** BEGIN Given text **

When you go to the local Shell station and buy a candy bar, you typically don’t have another person hold the money on your behalf until you receive the candy bar. You just give the money to the cashier, receive the candy bar, and go on your way.
This is not the case with many financial, legal, and real estate transactions. Not only is there much more money involved, but these are some of the most regulated industries in the country. When facilitating such a large financial transaction, a third-party independent escrow agent will often act as a middleman between all the parties involved in a transaction.

Pro Tip

Your escrow agent will not always be a title company, depending on where you live. In New York City, for example, it’s common for a real estate attorney to act as the escrow agent for a buyer. In the United Kingdom, the solicitors for both the buyers and sellers will commonly act as the escrow agent.

Escrow accounts in real estate

In most cases, a title company will offer an independent escrow account service. A title company is a third-party company that handles different parts of a real estate transaction, including escrow services and title searches. However, there are also situations where an independent escrow agency is used rather than a title company. Here is what an escrow company usually handles in a real estate transaction.

Earnest money deposit

An earnest money deposit is a deposit that a buyer makes to prove their intent to purchase this property. It can also sometimes be called a “reservation fee.” The buyer intends to purchase this property, and to ensure their access to it, they put down some money.

Down payment and closing costs

The down payment is the money that the borrower puts into the property as equity, with the assumption that the rest will be financed by the lender. For instance, if you get a 70/30 loan-to-value ratio, the 30% you put down goes directly to the title company or escrow agent. After the full transaction is complete, then the loan money is released to the seller along with your funds.

** END Given text **

_Required actions_
1. In the escrow passage, who commonly acts as the escrow agent in the United Kingdom?
2. Decide whether each statement agrees with the escrow passage. Answer yes or no, and quote the words that decide it.
(a) In New York City, a real estate attorney commonly acts as the escrow agent for a buyer.
(b) An earnest money deposit is sometimes called a "closing fee."
(c) With a 70/30 loan-to-value ratio, the 30% the buyer puts down goes directly to the seller.
3. Rewrite the escrow passage starting with "When you go" and going on through "on your way.", changing every "candy bar" to "soda".

** BEGIN Material **

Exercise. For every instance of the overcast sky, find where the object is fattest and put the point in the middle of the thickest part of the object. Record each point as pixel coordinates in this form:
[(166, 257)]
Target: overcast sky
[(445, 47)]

** END Material **

_Exercise responses_
1. The solicitors for both the buyers and sellers commonly act as the escrow agent.

2.
(a) Yes. "In New York City, for example, it’s common for a real estate attorney to act as the escrow agent for a buyer."
(b) No. "It can also sometimes be called a “reservation fee.”"
(c) No. "the 30% you put down goes directly to the title company or escrow agent."

3.
When you go to the local Shell station and buy a soda, you typically don’t have another person hold the money on your behalf until you receive the soda. You just give the money to the cashier, receive the soda, and go on your way.